__TASK INPUT__

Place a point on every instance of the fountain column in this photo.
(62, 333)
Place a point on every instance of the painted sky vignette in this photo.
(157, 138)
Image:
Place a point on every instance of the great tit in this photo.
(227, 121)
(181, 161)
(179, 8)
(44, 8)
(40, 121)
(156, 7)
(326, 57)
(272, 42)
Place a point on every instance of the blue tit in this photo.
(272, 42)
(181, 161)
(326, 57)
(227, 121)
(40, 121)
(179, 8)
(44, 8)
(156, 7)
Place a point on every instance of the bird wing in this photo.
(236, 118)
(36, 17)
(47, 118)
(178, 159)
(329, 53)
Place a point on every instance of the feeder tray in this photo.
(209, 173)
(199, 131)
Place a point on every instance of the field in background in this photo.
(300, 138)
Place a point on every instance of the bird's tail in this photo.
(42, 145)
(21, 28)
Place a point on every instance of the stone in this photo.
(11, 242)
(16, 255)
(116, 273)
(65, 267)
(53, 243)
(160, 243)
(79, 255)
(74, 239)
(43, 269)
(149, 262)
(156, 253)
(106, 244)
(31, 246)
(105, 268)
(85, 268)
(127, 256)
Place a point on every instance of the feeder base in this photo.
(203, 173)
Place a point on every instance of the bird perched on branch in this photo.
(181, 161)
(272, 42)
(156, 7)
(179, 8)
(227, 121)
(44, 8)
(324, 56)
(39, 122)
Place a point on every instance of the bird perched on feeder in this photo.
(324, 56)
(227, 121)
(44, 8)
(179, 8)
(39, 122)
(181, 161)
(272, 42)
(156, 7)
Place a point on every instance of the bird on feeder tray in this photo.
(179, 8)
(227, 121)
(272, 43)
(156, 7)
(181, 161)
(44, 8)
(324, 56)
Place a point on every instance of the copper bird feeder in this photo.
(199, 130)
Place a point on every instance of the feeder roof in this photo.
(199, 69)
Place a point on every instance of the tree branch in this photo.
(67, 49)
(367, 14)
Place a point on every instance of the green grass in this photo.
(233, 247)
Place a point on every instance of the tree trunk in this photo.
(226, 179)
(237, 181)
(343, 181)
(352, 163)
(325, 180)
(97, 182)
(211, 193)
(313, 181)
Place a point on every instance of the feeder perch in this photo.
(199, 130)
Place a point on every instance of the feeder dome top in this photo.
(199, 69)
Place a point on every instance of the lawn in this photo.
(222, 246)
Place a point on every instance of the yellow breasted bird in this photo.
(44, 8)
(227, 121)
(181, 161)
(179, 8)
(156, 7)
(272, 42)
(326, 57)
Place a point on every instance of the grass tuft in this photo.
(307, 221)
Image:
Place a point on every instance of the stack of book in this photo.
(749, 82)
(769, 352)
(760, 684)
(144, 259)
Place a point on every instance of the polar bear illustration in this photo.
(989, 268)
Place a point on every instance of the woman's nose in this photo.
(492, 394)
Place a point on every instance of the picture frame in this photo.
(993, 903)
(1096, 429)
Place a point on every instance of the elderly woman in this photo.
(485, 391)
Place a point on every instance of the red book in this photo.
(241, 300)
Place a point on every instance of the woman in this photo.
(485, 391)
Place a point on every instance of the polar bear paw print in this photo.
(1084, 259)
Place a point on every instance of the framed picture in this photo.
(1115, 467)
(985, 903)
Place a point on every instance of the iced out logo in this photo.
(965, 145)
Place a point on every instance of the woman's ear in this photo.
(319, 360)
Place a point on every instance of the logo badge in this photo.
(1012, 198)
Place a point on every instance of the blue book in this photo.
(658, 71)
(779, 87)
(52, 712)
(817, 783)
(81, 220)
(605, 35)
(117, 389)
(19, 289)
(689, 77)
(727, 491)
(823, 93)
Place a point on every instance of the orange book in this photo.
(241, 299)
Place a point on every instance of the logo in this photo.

__BRIEF__
Rewrite the stretch from the line containing "Place a point on every instance of the framed" through the end of the lines, putting "volume" wherever "book" appears and leaving everything else unchanged.

__ANSWER TO THE EXERCISE__
Place a point on every instance of the framed picture in this photo.
(1115, 467)
(985, 903)
Place a point on every instance of the iced out logo in this photo.
(965, 145)
Place a point on every instance of the woman's ear in this photo.
(319, 360)
Place a point on every instance of the logo badge in this photo.
(1012, 198)
Place a point on every instance of the blue volume in this photo.
(658, 71)
(779, 87)
(52, 712)
(817, 783)
(81, 220)
(605, 35)
(117, 389)
(19, 289)
(689, 77)
(727, 491)
(823, 93)
Place a point on every instance of the orange volume in this photo.
(241, 299)
Place a point on every instance of the logo in this photo.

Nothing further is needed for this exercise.